» Consigne 1
Résumez en deux phrases l'article sur le rapport RAND consacré à la Russie.
» Consigne 2
Rédigez la suite de l'article sur le rapport RAND consacré à la Russie, en reprenant après sa dernière phrase.

+++ Texte extrait

La rébellion dirigée par les États-Unis au Kazakhstan pourrait bien renforcer la Russie

 

par Moon of Alabama.

Début 2019, le think tank RAND, financé par le Pentagone, a publié un vaste plan d’attaques douces contre la Russie :

« Extension Russie : Rivaliser à partir d’un terrain avantageux »

Ce rapport de 350 pages recommande certaines mesures à prendre par les États-Unis pour contenir la Russie. Comme le dit son résumé :

« Reconnaissant qu’un certain niveau de rivalité avec la Russie est inévitable, ce rapport cherche à définir les domaines dans lesquels les États-Unis peuvent tirer un avantage. Nous examinons une série de mesures non violentes qui pourraient exploiter les vulnérabilités et les anxiétés réelles de la Russie afin de mettre sous pression l’armée et l’économie russes ainsi que la position politique du régime à l’intérieur et à l’extérieur du pays. Les mesures que nous examinons n’auraient pas pour objectif premier la défense ou la dissuasion, même si elles pourraient contribuer aux deux. Ces mesures sont plutôt conçues comme des éléments d’une campagne destinée à déséquilibrer l’adversaire, en amenant la Russie à se battre dans des domaines ou des régions où les États-Unis ont un avantage concurrentiel, et en amenant la Russie à se surpasser sur le plan militaire ou économique ou en faisant perdre au régime son prestige et son influence au niveau national et/ou international ».

RAND énumère des mesures économiques, géopolitiques, idéologiques et informationnelles, ainsi que des mesures militaires que les États-Unis devraient prendre pour affaiblir la Russie.

Depuis la publication du rapport, les quatre premières des six « mesures géopolitiques » énumérées au chapitre 4 du rapport ont été mises en œuvre.

Les États-Unis ont livré des armes mortelles à l’Ukraine et ont augmenté leur soutien aux « rebelles » en Syrie. Ils ont tenté un changement de régime en Biélorussie et ont déclenché une guerre entre l’Azerbaïdjan et l’Arménie. Les États-Unis appliquent actuellement la mesure 5, qui vise à « réduire l’influence de la Russie en Asie centrale ».

++++++
+++ Extrait du jeu

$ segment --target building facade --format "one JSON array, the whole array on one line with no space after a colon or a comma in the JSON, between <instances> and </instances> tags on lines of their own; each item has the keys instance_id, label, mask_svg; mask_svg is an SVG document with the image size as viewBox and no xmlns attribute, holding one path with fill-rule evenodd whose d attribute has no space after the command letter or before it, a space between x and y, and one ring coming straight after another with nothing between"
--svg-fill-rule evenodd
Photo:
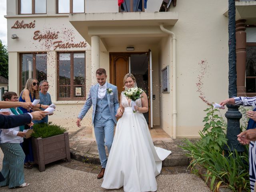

++++++

» Réponse 1
L'article présente un rapport de 350 pages publié début 2019 par le think tank RAND, financé par le Pentagone, qui énumère des mesures économiques, géopolitiques, idéologiques, informationnelles et militaires que les États-Unis devraient prendre pour affaiblir la Russie. Il affirme que les quatre premières mesures géopolitiques du chapitre 4 ont depuis été mises en œuvre et que les États-Unis appliquent actuellement la mesure 5, qui vise à « réduire l'influence de la Russie en Asie centrale ».

» Réponse 2
Le Kazakhstan, voisin méridional de la Russie, faisait partie de l’Union soviétique. C’est un pays enclavé, riche en minéraux, dont la superficie est trois fois supérieure à celle du Texas, mais qui compte moins de 20 millions d’habitants. Une grande partie de sa population est russe et la langue russe est couramment utilisée. Le pays est un maillon important de l’initiative stratégique Ceinture et Route entre la Chine et l’Europe.

Depuis la disparition de l’Union soviétique, le pays est dirigé par des clans familiaux oligarchiques, au premier rang desquels les Nazarbaïev. Comme le note le CIA Worldfactbook :

« Pouvoir exécutif

Chef de l’État : Président Kassym-Jomart Tokaïev (depuis le 20 mars 2019) ; note – Noursoultan Nazarbaïev, qui était président depuis le 24 avril 1990 (et au pouvoir depuis le 22 juin 1989 sous la période soviétique), a démissionné le 20 mars 2019 ; Nazarbaïev a conservé le titre et les pouvoirs de « premier président » ; Tokaïev a achevé le mandat de Nazarbaïev, qui a été raccourci en raison de l’élection anticipée du 9 juin 2019, puis a continué à être président après sa victoire électorale ».

Au cours de la dernière décennie, plusieurs soulèvements (2011, 2016 et 2019) ont eu lieu au Kazakhstan. Ceux-ci ont été principalement causés par une répartition inégale des revenus tirés de ses minerais, notamment du pétrole et du gaz. Les oligarques de la capitale Astana/Noursoultan vivent bien tandis que les provinces qui produisent les minéraux, comme Manguistaou dans le sud-ouest, ont connu peu de développements.

Récemment, le prix du gaz de pétrole liquéfié (GPL), utilisé par de nombreuses voitures au Kazakhstan, a augmenté après la libéralisation du marché par le gouvernement. Cela a provoqué une nouvelle série de protestations dans tout le pays :

« La série de rassemblements qui a déchiré le Kazakhstan depuis le 2 janvier a commencé dans la ville pétrolière de Janaozen, dans l’ouest du pays, ostensiblement déclenchée par la colère provoquée par une hausse soudaine du prix du carburant pour les voitures. Des rassemblements impromptus similaires se sont ensuite rapidement étendus aux villages voisins de la région de Manguistaou, puis à de nombreux autres endroits de l’ouest, dans des villes comme Aktaou, Atyraou et Aktioubé. Le 4 janvier, les gens étaient descendus en nombre dans les rues à plusieurs centaines de kilomètres de là, dans les villes de Taraz, Chimkent et Kyzylorda au sud, dans les villes d’Oural et de Kostanaï au nord, ainsi qu’à Almaty et Noursoultan, la capitale, entre autres.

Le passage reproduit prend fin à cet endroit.